** STUDY TEXT follows **

When an evaluator opens the comparison, they see one question at a time. Two answers, labeled A and B. No model names, no hints. The order is shuffled differently for each evaluator using a seeded randomization, so if Alice sees the Claude answer as "A" for question 3, Bob might see it as "B". This prevents evaluators from developing patterns like "A is always the better one."

For each answer, you rate it as Good, Neutral, or Bad. You can add a comment explaining why, which turns out to be incredibly valuable. The quantitative scores tell you which model wins, but the comments tell you why, and often reveal issues you wouldn't catch with automated evaluation.

More Feedback the Merrier

Multiple evaluators can rate the same comparison independently. Getting people involved is easy: share links generate a temporary API key, so you can send a URL to a colleague or a client and they can evaluate in a protected area without needing an admin account. They just enter their name and start rating.

** End of STUDY TEXT **
** PROVIDED RECORDS follows **

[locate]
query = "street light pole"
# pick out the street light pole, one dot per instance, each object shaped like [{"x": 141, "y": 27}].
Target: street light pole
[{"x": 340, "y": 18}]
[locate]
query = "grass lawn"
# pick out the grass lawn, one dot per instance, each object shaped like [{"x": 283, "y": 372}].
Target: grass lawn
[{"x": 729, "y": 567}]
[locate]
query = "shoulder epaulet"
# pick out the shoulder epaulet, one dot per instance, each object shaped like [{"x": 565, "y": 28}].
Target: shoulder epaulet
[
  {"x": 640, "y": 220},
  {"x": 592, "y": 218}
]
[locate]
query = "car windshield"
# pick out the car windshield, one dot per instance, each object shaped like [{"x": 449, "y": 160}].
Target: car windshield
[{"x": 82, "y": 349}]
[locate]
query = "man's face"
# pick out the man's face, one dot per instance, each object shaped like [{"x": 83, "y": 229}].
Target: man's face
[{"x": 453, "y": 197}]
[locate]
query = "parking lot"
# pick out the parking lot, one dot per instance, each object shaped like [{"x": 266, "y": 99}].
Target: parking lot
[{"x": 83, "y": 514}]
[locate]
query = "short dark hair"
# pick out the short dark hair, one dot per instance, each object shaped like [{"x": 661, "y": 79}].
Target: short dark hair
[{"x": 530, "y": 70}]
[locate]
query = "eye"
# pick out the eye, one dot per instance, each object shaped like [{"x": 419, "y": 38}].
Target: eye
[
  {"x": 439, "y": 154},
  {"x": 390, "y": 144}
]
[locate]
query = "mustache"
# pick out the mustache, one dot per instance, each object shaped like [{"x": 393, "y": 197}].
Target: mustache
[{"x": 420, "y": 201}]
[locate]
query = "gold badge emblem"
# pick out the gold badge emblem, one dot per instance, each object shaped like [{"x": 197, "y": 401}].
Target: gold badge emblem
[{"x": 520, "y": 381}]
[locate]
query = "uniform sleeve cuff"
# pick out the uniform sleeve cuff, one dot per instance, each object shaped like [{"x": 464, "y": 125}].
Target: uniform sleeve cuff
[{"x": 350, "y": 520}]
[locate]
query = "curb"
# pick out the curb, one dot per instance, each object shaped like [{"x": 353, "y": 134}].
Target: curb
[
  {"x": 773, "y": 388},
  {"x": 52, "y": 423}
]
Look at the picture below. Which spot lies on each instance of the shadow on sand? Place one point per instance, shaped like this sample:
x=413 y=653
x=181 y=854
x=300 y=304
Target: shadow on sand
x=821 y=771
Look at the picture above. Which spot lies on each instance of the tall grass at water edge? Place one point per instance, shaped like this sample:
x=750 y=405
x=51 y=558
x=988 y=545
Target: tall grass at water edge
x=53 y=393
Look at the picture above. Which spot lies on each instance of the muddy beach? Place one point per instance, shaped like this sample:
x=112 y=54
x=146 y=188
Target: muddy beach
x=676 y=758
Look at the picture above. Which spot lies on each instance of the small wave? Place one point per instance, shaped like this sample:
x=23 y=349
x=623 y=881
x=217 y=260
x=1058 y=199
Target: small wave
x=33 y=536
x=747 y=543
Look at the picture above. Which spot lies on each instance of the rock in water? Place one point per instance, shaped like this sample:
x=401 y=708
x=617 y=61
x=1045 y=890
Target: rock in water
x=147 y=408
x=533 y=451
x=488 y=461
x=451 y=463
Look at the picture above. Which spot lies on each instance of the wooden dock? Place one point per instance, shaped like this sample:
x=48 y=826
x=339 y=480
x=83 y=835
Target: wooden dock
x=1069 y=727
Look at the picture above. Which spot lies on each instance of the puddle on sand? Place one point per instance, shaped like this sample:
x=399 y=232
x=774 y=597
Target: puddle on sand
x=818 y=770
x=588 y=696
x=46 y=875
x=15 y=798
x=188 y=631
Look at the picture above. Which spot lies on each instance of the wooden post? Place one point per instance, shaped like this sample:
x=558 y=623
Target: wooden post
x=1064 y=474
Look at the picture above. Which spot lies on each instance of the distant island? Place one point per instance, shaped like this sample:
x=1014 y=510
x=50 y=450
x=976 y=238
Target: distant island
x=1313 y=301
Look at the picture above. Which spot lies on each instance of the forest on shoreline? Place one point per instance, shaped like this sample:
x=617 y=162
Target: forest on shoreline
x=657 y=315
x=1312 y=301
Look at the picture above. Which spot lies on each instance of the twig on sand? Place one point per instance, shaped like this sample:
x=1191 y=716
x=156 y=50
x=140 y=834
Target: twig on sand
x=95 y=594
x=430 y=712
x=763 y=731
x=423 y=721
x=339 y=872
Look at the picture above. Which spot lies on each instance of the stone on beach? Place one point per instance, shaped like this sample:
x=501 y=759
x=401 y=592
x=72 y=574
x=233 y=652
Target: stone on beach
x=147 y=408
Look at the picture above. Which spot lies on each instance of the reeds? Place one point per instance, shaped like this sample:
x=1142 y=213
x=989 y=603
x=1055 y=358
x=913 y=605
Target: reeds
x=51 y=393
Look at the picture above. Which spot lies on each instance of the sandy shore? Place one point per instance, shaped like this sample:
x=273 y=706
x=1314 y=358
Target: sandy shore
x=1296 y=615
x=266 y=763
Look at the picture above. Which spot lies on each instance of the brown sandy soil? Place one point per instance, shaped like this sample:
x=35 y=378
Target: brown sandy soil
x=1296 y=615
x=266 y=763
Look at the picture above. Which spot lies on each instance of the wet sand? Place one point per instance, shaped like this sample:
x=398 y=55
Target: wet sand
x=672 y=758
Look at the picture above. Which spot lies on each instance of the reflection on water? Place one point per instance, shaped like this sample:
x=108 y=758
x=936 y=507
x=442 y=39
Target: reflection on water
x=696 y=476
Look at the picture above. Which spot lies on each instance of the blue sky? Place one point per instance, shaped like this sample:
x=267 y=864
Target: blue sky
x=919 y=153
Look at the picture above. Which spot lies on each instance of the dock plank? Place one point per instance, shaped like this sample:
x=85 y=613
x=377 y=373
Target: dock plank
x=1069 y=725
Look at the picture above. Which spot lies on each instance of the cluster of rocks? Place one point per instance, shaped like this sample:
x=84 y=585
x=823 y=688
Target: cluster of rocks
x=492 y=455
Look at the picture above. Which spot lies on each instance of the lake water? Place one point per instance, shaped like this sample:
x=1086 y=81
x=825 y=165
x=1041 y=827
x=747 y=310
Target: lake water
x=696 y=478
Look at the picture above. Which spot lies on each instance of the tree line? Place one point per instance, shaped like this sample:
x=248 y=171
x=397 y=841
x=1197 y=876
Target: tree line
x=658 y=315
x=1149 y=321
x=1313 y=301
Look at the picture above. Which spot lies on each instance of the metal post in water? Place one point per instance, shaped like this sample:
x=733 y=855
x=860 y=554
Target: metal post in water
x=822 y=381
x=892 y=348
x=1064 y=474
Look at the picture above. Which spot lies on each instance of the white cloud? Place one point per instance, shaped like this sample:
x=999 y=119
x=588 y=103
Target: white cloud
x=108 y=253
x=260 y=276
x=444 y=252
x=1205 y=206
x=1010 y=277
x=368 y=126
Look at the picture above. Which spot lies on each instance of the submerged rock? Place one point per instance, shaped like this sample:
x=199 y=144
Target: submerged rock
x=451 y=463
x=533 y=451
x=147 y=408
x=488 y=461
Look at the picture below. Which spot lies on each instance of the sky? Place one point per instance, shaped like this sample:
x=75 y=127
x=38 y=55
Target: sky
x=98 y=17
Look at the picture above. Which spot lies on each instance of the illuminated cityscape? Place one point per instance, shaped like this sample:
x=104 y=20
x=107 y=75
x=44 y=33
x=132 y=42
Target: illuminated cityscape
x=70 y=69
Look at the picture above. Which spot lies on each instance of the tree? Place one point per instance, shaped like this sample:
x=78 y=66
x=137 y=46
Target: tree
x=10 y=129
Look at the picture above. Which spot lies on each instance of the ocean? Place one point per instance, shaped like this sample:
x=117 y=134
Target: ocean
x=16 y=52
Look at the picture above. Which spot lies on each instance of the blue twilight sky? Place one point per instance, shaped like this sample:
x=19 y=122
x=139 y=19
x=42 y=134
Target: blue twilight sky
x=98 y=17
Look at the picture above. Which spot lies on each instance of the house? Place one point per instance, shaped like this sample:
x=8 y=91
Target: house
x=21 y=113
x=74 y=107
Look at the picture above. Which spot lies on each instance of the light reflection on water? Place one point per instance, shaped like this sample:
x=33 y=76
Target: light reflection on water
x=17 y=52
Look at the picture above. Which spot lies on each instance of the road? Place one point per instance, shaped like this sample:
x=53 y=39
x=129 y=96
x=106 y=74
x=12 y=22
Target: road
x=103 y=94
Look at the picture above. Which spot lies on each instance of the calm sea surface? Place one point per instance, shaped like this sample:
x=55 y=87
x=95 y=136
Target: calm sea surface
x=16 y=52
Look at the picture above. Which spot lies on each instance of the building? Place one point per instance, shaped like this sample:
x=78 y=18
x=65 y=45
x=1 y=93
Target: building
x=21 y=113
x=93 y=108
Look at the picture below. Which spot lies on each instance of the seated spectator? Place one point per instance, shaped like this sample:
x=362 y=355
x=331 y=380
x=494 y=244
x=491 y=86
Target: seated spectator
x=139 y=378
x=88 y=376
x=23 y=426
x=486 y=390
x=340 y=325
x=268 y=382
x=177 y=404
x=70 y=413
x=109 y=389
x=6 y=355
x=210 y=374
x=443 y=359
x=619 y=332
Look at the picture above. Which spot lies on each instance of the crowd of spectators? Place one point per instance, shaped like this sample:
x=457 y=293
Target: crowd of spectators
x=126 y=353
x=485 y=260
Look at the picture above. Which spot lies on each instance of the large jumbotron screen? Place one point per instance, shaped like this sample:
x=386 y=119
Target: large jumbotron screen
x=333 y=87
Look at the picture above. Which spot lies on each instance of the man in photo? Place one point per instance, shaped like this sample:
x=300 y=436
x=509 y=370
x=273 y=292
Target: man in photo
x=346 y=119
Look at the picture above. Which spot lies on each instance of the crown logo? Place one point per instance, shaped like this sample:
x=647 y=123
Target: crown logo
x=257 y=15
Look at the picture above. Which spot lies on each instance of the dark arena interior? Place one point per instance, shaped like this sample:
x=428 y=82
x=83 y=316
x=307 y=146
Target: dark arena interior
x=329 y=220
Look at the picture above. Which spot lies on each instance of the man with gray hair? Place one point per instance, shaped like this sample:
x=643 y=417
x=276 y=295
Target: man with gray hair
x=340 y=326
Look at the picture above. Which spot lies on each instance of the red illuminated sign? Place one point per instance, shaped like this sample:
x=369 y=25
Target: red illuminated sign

** End of PROVIDED RECORDS **

WORK TO COMPLETE:
**A)** Say whether each statement below agrees with the passage on blind answer evaluation. For each one, answer yes or no and quote the words of the passage that decide it.
(i) Every evaluator sees the two answers to a question in the same A and B order.
(ii) Each answer is rated as Good, Neutral, or Bad.
(iii) A colleague who receives a share link needs an admin account to evaluate.
**B)** Write the next part of the passage on blind answer evaluation, starting after its final sentence.

ANSWERS FOR THIS EXERCISE:
**A)**
(i) No: "The order is shuffled differently for each evaluator using a seeded randomization"
(ii) Yes: "For each answer, you rate it as Good, Neutral, or Bad."
(iii) No: "they can evaluate in a protected area without needing an admin account"

**B)**
Understand the Results

The results page shows a leaderboard: average score, win rate per model, and a breakdown per evaluator. That last part is where it gets interesting: it surfaces inter-annotator agreement, a standard measure of how much evaluators align in their ratings.

  • High agreement: the quality difference is clear and you can act on the result with confidence.
  • Low agreement: the two configurations are close enough that the choice may come down to other factors like cost or latency.

You can also drill into individual comments grouped by model, and export everything to Excel for reporting.

Calibrating AI with Human Truth

Building this was a good reminder that evaluation tooling is never "done." Christian recently wrote about using Claude Agent SDK to analyze chatbot answers automatically, which is the other side of the coin: scaling evaluation with AI. Arena mode complements that by providing the human ground truth that automated evaluation needs to calibrate against.

We're using Arena now whenever we make significant changes to a chatbot's configuration. The signal-to-noise ratio is much better than staring at spreadsheets of automated scores. The feature is available in the Admin UI for any organization that uses our evaluation sets.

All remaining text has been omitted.